• **What needs to be done**: Find every line in the records below that contains the string "instances" and copy each one out. Case matters.

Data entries
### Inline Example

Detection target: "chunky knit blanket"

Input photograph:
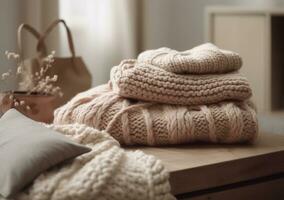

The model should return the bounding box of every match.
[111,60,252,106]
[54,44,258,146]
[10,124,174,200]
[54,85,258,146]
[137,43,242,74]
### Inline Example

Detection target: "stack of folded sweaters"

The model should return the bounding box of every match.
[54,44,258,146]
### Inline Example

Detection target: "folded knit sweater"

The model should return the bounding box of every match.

---

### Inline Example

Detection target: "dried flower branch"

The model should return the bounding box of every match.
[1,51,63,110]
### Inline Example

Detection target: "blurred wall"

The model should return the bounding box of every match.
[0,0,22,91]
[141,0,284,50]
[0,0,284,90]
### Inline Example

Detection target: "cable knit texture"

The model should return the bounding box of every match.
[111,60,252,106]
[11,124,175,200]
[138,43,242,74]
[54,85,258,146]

---

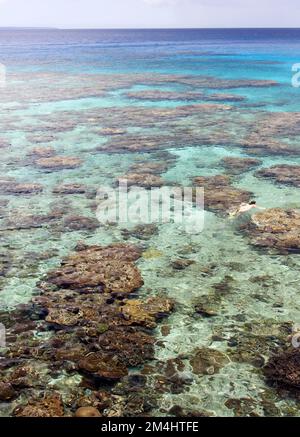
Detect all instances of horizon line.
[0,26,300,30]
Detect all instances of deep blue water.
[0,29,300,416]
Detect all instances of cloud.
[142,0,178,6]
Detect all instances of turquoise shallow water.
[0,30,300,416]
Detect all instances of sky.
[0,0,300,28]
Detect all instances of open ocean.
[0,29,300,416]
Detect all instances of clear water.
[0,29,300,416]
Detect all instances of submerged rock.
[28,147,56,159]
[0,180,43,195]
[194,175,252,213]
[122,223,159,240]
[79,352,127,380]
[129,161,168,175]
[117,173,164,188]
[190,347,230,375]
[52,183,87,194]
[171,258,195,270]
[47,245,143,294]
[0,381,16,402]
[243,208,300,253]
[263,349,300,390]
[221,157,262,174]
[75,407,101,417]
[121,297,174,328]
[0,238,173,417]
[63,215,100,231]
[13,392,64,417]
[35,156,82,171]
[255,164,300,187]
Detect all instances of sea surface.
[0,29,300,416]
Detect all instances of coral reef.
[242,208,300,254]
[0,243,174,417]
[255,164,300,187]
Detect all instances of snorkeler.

• **The output**:
Detect all instances of horizon line.
Detect all instances of deep blue water.
Detect all instances of cloud.
Detect all instances of turquoise shallow water.
Detect all instances of sky.
Detect all instances of open ocean.
Detect all instances of clear water.
Detect all instances of submerged rock.
Detect all instances of sea surface.
Detect all instances of coral reef.
Detect all instances of snorkeler.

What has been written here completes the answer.